Just harvested my first crop. Came out great for a first timer I think. Has already been hanged for 2 days and felt pretty good. In a paper bag now, will keep there for a week and then will cure for 2 more weeks. I have handled a lot of different strains and grades of weed over the past 1o years of selling but had never grown before, this thread was the most helpful. Did not know anything about curing until i read this thread. Thanks to all who made it happen, and a special thanks to Roxi....


----------



## InsaneMJ (Nov 15, 2008)

yeah you can use a number of methods to keep them moist(best after curing) you can use a lemon peel or a orange... or even a corn tortilla. I've also heard of a banana peel but i wouldn't risk that... with the others, lemon and orange peel ect. Ive tried and it worked wonders for me i even had someone tell me that they thought it was like it was just done curing 




smoke and coke said:


> hey dewey this is an idea. not saying to do it but consider this and maybe someone will correct me if im wrong.
> my first dry this year was middle of summer and they were very dry after 3 days. i put in paper bags for 2 days to help even the moisture but the bags may have made it a little worse due that they absorbed more moisture. anyway i put them into jars and checked them twice a day and rearranged the bud once a day. after a couple of weeks i found out i had hay not happy again.
> 
> so i took beer bottle caps with a small wad of paper towel in it dampened it not dripping and a small piece of scoth tape wrapped around it to keep paper towel in it but not sealed so the paper could still release its moisture. set them inside my jars and sealed. changed every day and after about 3 times the buds were not so crumbly anymore and it burns and tastes much better than the hay. just make sure not to go too moist due to mold.
> ...


----------



## TexasWild (Nov 20, 2008)

My dad always used a carrot! Cut up in small circles! The bud won't stick to it and it won't flavor the bud, just keep it mosit and perfect he says!


----------



## BRSkunk (Nov 21, 2008)

I hate getting bags which are to wet.


----------



## MotaJoe (Nov 21, 2008)

great info I will put it to the test on my crop 
thanks


----------



## happyface (Nov 24, 2008)

--- Task to carry out ---
Please answer these three questions about the forum thread on curing, giving each answer on its own numbered line:
1. How many days had the first poster's harvest already been hanging?
2. What did TexasWild's dad use, and how was it cut?
3. In the post quoted from smoke and coke, what was placed inside the beer bottle caps?
The records that come next have no connection to the forum thread above.

[Records from a data collection]

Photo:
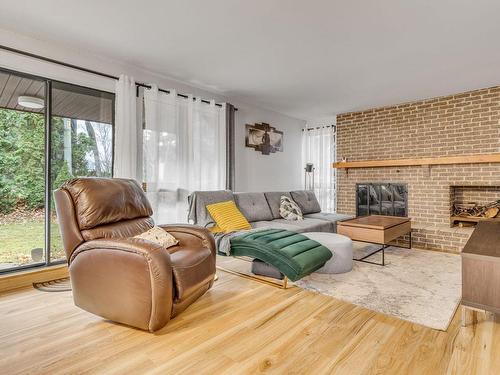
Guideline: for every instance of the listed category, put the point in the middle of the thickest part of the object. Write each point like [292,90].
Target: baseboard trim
[25,278]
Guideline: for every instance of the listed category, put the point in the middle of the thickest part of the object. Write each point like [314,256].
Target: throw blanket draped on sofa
[293,254]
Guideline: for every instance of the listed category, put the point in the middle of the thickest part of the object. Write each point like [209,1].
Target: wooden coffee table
[376,229]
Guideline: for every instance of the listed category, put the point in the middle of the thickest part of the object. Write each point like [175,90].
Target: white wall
[254,171]
[321,121]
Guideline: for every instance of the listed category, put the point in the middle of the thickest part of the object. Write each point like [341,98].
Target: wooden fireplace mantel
[441,160]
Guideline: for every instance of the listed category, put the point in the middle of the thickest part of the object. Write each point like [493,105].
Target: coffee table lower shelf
[382,249]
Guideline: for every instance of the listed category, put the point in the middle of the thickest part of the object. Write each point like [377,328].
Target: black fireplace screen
[381,199]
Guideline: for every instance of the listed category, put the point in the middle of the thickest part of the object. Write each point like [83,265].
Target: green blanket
[293,254]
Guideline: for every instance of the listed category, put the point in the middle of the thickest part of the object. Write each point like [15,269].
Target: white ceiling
[303,58]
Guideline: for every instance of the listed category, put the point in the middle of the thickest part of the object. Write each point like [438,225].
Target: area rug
[419,286]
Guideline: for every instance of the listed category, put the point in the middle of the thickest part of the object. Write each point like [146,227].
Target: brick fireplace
[462,124]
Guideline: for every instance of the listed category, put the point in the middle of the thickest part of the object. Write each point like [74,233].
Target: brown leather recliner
[129,280]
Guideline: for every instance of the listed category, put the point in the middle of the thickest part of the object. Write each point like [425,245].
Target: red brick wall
[462,124]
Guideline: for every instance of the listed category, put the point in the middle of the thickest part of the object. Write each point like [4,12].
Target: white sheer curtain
[319,148]
[125,160]
[183,150]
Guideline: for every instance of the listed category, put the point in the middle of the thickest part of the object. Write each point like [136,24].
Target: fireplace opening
[471,204]
[382,199]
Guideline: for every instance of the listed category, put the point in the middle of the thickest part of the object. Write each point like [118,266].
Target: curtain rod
[319,127]
[95,72]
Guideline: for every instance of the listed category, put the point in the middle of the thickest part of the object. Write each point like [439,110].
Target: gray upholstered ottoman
[341,248]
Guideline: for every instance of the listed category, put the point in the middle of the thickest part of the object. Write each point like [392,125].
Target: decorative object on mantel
[309,176]
[264,138]
[473,212]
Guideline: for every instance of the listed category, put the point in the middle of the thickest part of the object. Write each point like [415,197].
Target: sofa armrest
[127,280]
[187,234]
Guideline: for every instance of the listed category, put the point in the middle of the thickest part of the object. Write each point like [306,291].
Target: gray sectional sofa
[262,210]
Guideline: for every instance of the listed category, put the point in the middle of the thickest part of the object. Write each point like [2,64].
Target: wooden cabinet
[481,269]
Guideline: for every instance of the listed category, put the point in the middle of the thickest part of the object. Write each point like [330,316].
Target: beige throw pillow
[289,210]
[159,236]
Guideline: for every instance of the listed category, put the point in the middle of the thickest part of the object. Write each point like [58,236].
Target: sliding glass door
[81,142]
[22,166]
[76,142]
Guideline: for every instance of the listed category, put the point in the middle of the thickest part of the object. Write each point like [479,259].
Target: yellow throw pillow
[159,236]
[227,216]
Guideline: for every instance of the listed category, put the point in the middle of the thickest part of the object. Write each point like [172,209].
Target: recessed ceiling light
[31,102]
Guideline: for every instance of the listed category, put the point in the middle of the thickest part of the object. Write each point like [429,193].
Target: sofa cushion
[289,209]
[274,224]
[253,206]
[306,199]
[299,226]
[331,217]
[274,199]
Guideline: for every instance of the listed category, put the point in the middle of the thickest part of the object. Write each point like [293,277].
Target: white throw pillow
[289,209]
[159,236]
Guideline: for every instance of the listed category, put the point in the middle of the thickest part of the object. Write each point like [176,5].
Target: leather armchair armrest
[192,234]
[128,280]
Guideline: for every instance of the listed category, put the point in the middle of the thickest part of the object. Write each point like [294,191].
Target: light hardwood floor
[239,327]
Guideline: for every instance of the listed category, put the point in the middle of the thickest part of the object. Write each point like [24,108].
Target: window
[319,149]
[78,142]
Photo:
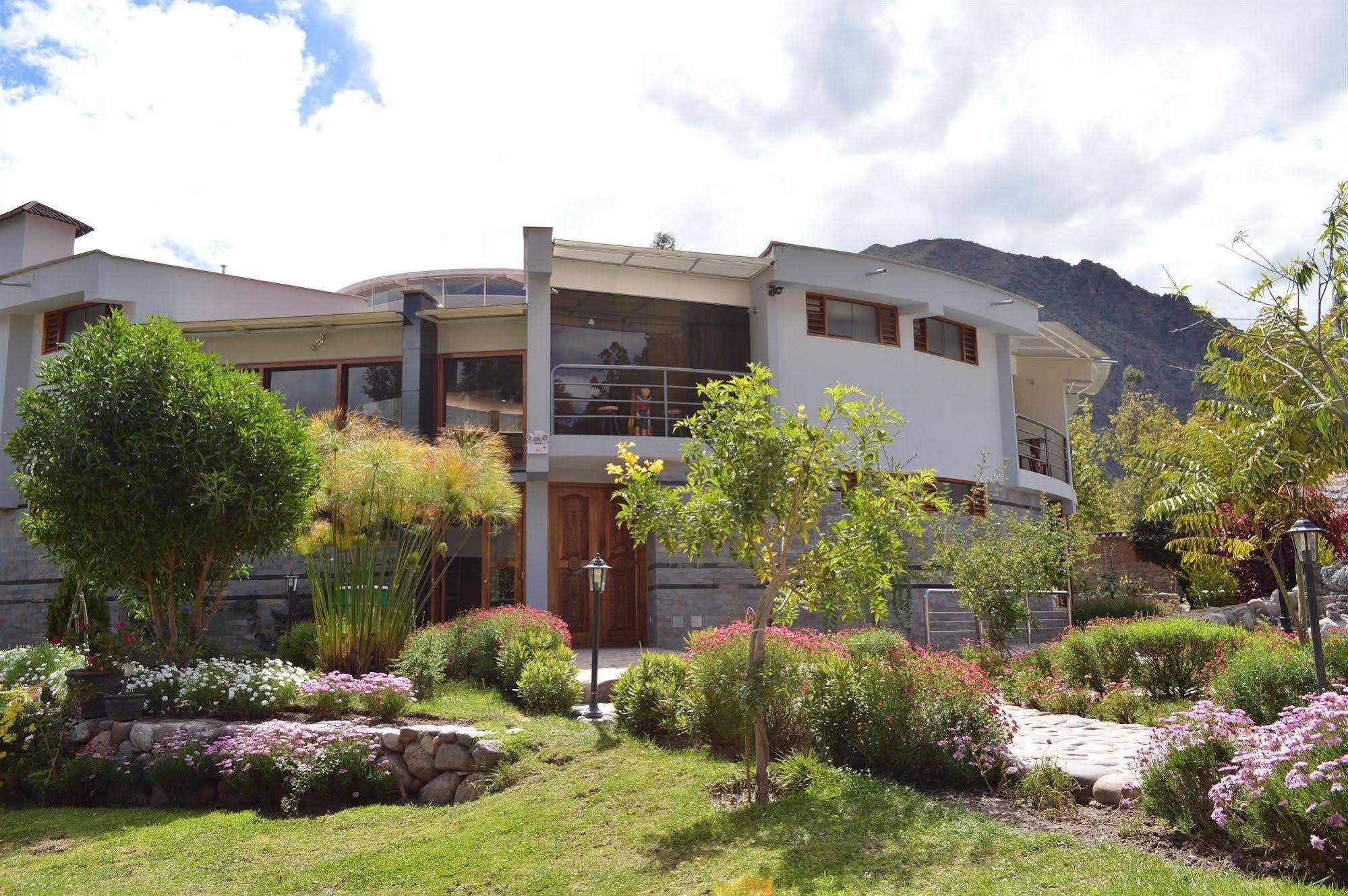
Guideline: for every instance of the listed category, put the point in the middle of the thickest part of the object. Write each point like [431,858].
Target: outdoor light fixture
[596,573]
[1306,542]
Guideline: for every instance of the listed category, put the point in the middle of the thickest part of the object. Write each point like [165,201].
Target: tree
[155,469]
[664,240]
[998,560]
[382,518]
[1095,499]
[811,504]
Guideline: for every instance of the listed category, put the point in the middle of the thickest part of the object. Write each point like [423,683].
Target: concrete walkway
[1102,756]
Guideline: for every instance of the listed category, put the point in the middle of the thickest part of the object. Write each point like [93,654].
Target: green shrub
[1169,658]
[1047,789]
[717,693]
[1272,670]
[519,649]
[1125,607]
[477,636]
[548,684]
[649,697]
[871,642]
[912,715]
[796,771]
[58,611]
[299,646]
[425,658]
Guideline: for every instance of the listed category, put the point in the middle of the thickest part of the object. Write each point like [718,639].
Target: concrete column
[538,411]
[419,348]
[16,338]
[1006,402]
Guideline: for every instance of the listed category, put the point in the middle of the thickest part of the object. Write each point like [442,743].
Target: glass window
[376,390]
[487,391]
[312,390]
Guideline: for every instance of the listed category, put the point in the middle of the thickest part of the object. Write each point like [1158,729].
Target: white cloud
[1136,135]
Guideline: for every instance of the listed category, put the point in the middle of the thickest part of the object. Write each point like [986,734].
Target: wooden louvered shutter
[50,332]
[887,325]
[971,345]
[816,324]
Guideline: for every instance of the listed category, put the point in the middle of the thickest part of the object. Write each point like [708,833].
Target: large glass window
[628,365]
[375,390]
[312,390]
[487,391]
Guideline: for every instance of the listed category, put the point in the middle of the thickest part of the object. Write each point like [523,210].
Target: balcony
[1043,449]
[626,400]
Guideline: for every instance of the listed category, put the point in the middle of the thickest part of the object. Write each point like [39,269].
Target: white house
[580,348]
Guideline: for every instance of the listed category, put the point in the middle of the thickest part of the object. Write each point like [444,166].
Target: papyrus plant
[376,545]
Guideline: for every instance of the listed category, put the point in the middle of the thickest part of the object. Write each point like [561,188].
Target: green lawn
[593,814]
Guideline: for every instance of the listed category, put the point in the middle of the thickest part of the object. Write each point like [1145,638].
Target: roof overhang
[298,322]
[734,267]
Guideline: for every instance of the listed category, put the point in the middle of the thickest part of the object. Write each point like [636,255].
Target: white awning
[735,267]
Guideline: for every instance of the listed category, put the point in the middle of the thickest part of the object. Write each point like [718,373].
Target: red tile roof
[47,212]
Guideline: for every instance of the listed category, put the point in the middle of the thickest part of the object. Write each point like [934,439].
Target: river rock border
[433,763]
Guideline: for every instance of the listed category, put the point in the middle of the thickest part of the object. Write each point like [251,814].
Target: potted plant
[102,650]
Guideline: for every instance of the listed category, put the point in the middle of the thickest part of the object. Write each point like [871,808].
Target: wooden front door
[580,525]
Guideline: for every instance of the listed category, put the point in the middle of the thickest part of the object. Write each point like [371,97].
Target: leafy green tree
[998,560]
[811,504]
[1095,499]
[155,469]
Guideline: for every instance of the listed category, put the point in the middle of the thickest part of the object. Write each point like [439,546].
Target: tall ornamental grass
[382,515]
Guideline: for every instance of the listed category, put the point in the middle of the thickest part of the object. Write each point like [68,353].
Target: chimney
[34,233]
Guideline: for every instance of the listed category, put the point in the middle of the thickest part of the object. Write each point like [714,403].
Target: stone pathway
[1101,755]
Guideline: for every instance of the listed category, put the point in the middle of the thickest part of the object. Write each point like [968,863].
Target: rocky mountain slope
[1160,334]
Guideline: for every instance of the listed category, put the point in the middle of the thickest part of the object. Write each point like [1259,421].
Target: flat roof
[734,267]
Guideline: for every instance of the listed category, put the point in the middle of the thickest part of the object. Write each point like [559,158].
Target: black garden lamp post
[597,573]
[1306,539]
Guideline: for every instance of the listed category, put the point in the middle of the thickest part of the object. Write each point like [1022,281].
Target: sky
[325,143]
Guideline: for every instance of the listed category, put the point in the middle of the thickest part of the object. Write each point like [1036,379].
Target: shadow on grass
[846,828]
[36,831]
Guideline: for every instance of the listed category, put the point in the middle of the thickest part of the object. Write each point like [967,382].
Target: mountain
[1160,334]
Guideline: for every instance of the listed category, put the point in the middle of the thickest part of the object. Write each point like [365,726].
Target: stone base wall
[254,611]
[437,765]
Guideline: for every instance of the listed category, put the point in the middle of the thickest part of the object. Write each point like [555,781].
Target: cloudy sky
[322,143]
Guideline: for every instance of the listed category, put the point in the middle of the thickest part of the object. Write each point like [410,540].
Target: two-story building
[580,348]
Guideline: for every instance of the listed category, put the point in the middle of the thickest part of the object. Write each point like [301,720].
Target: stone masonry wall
[252,614]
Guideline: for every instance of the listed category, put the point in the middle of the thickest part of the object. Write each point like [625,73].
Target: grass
[592,813]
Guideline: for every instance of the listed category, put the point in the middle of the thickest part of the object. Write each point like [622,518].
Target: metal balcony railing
[1043,449]
[618,399]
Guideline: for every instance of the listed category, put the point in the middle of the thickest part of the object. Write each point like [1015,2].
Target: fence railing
[1043,449]
[626,399]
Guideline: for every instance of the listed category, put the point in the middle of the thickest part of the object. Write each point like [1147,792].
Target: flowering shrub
[717,693]
[248,689]
[38,666]
[910,715]
[1184,760]
[1272,670]
[290,767]
[1287,786]
[1168,658]
[181,767]
[162,686]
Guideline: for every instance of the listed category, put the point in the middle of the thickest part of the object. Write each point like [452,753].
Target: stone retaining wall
[433,763]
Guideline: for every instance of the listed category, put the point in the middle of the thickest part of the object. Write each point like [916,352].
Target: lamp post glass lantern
[596,573]
[1306,541]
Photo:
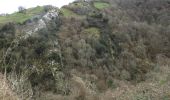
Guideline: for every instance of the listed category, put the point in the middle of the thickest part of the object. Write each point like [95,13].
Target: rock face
[39,22]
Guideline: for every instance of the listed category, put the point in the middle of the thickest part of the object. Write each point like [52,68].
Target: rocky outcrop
[39,22]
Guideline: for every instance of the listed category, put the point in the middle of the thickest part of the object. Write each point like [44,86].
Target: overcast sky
[10,6]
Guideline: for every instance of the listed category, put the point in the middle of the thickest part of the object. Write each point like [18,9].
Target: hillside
[88,50]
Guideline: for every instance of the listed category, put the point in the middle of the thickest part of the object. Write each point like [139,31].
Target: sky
[10,6]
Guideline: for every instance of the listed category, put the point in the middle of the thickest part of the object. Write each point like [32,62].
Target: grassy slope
[20,17]
[101,5]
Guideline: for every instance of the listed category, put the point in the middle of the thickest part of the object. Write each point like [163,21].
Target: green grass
[101,5]
[21,17]
[68,13]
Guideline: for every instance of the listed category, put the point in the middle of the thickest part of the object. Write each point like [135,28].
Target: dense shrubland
[96,46]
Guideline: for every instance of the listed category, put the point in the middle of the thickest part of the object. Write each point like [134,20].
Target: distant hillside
[88,50]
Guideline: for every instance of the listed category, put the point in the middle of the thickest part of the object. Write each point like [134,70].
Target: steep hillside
[88,50]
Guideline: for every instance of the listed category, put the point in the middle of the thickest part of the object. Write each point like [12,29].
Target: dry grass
[5,92]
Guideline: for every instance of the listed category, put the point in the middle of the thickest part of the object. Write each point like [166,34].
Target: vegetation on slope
[101,5]
[19,17]
[112,52]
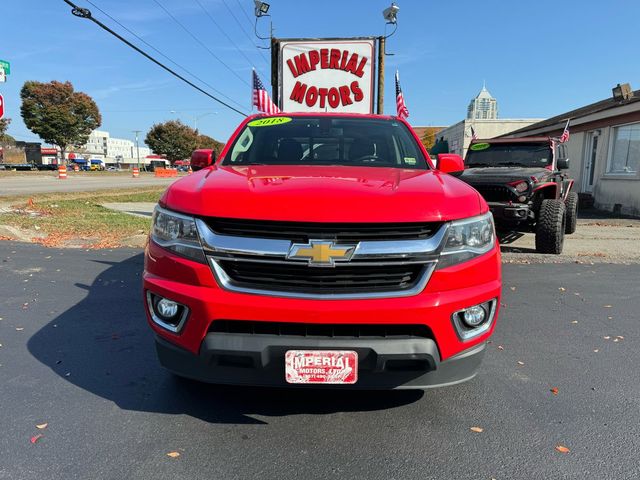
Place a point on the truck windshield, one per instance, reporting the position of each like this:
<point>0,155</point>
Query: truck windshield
<point>528,155</point>
<point>348,141</point>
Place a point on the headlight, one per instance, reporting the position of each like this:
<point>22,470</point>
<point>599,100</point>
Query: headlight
<point>520,186</point>
<point>467,239</point>
<point>177,233</point>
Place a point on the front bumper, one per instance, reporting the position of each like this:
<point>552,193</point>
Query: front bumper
<point>510,212</point>
<point>441,359</point>
<point>242,359</point>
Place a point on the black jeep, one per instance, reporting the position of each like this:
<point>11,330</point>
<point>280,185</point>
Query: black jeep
<point>522,181</point>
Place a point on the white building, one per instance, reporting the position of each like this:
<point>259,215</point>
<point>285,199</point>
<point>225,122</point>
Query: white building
<point>604,148</point>
<point>111,150</point>
<point>483,107</point>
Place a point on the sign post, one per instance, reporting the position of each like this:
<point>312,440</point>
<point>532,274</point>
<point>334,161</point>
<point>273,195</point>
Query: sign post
<point>6,66</point>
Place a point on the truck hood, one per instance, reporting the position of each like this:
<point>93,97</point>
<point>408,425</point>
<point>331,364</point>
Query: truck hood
<point>502,175</point>
<point>323,194</point>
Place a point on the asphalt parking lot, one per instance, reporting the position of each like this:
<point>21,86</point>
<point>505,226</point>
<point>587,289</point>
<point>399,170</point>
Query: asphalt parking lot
<point>77,355</point>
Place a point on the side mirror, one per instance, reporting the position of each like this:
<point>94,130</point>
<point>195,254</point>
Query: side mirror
<point>563,164</point>
<point>450,163</point>
<point>202,158</point>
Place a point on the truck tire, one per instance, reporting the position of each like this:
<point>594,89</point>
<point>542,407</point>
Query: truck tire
<point>571,205</point>
<point>550,227</point>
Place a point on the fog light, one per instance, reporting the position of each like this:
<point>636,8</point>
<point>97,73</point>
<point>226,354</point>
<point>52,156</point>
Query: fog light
<point>474,316</point>
<point>167,308</point>
<point>166,313</point>
<point>475,320</point>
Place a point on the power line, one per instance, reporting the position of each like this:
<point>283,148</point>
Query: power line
<point>190,33</point>
<point>86,13</point>
<point>224,33</point>
<point>245,32</point>
<point>165,56</point>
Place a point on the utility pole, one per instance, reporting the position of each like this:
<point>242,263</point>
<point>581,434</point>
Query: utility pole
<point>137,147</point>
<point>381,47</point>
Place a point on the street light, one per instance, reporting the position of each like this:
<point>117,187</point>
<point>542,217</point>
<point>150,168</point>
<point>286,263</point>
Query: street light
<point>261,8</point>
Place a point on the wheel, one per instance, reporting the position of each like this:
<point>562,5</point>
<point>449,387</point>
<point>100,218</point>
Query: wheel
<point>550,227</point>
<point>571,205</point>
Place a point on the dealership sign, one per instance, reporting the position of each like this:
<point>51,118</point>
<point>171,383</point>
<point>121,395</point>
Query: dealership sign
<point>326,75</point>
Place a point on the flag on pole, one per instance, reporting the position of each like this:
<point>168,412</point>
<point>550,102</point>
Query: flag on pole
<point>261,99</point>
<point>565,133</point>
<point>401,107</point>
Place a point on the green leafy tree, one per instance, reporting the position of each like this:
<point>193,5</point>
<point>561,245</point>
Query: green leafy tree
<point>5,139</point>
<point>58,114</point>
<point>205,141</point>
<point>173,139</point>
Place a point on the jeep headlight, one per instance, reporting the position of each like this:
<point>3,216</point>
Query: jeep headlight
<point>468,238</point>
<point>178,233</point>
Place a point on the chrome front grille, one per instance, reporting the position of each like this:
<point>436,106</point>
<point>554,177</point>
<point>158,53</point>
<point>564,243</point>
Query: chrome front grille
<point>376,269</point>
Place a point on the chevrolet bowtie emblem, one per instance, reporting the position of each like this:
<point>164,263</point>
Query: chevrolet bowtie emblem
<point>321,253</point>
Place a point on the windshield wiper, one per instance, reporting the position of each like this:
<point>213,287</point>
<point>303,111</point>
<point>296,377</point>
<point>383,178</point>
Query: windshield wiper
<point>511,164</point>
<point>471,165</point>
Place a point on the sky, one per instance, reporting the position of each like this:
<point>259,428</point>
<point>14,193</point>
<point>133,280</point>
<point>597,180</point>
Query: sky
<point>538,59</point>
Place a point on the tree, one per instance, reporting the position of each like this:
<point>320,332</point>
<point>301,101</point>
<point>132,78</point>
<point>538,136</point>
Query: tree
<point>173,139</point>
<point>205,141</point>
<point>58,114</point>
<point>5,139</point>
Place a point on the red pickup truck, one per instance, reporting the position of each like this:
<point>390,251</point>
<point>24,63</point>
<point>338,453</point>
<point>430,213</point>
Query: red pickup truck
<point>323,249</point>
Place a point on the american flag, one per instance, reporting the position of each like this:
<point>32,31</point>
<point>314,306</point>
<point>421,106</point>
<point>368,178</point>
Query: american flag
<point>401,107</point>
<point>261,98</point>
<point>565,133</point>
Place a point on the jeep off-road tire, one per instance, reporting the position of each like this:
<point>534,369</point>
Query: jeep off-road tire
<point>571,206</point>
<point>551,226</point>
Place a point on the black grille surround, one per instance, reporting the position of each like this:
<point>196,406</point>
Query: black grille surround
<point>320,330</point>
<point>496,193</point>
<point>304,231</point>
<point>344,278</point>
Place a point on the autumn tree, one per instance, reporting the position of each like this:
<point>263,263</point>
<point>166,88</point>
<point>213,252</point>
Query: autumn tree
<point>58,114</point>
<point>5,139</point>
<point>173,139</point>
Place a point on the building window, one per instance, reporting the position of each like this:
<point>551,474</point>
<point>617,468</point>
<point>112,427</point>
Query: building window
<point>625,151</point>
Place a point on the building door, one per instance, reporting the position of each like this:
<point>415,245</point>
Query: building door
<point>590,162</point>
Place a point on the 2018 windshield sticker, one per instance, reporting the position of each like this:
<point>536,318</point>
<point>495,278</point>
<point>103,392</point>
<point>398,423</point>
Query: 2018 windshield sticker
<point>268,122</point>
<point>479,146</point>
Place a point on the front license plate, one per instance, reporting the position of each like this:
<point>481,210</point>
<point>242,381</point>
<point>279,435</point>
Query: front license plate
<point>321,366</point>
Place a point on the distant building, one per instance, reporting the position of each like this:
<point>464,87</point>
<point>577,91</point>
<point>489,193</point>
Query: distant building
<point>483,107</point>
<point>100,145</point>
<point>604,148</point>
<point>458,135</point>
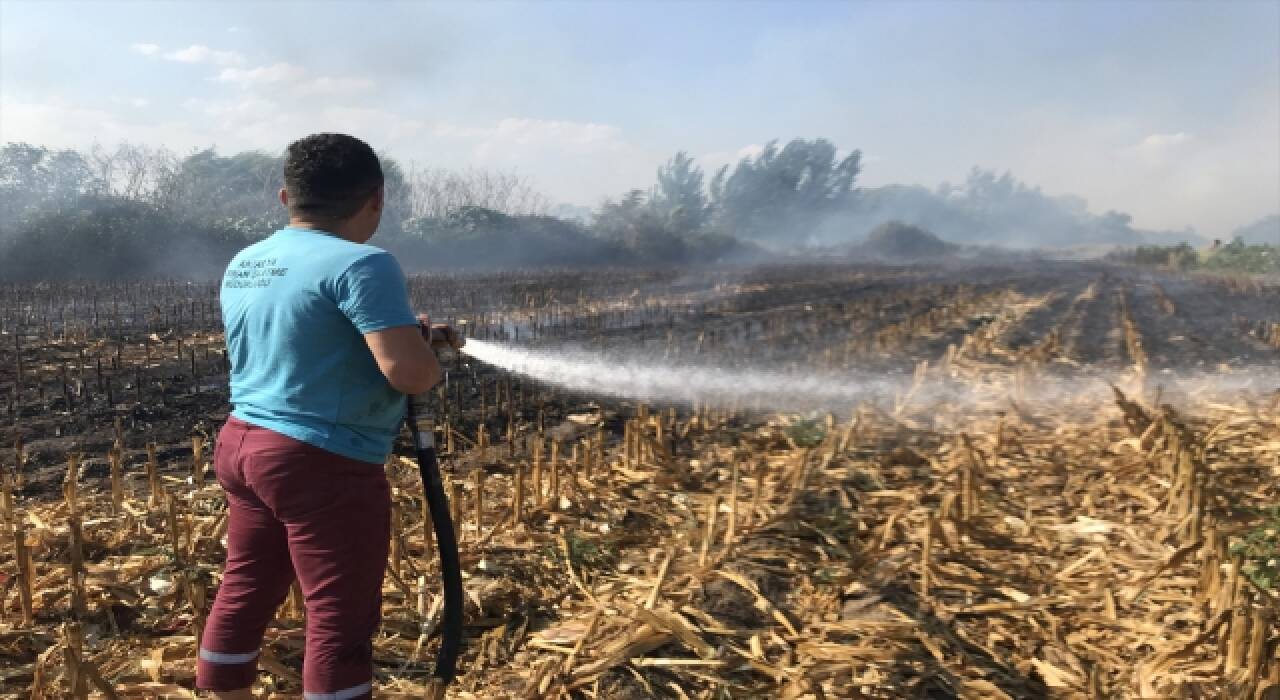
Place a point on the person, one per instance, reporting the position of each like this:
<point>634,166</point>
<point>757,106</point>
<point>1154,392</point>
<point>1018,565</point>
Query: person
<point>323,350</point>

--- Expected answer ---
1. Two days.
2. A carrot, cut up in small circles.
3. A small wad of dampened paper towel.